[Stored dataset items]

__________________________________________________

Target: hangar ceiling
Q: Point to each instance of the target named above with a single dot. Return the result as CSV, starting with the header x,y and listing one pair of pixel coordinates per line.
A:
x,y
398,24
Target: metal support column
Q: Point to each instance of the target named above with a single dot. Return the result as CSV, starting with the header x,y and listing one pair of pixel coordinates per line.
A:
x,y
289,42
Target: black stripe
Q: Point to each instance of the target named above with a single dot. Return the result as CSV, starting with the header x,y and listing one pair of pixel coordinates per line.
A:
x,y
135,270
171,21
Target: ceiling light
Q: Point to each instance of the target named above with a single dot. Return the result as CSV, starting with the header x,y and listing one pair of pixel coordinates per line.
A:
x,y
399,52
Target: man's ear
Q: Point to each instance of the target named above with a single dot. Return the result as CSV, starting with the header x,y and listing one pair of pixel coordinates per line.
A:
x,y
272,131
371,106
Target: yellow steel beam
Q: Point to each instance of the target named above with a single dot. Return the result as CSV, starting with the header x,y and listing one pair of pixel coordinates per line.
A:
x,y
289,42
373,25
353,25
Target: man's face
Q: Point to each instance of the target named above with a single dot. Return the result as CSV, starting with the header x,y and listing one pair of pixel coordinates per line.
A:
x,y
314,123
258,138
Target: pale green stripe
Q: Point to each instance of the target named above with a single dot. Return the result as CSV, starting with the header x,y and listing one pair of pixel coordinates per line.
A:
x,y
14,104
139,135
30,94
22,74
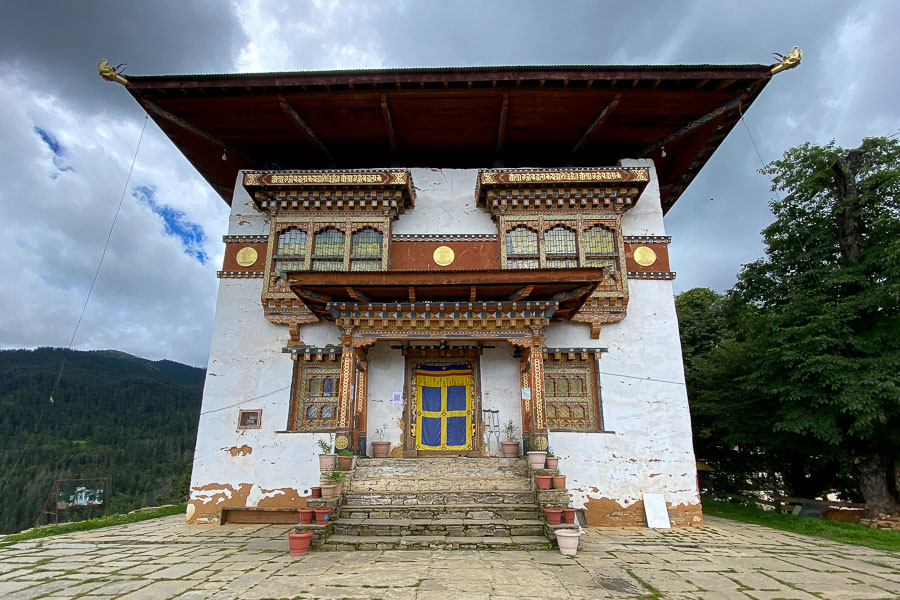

__________________________________________________

▶ _Task_
Filter the entries above down to only the lines that contain the string "stripe". The match is case-sensitive.

▶ _Problem solution_
Target: black stripe
Target: pale green stripe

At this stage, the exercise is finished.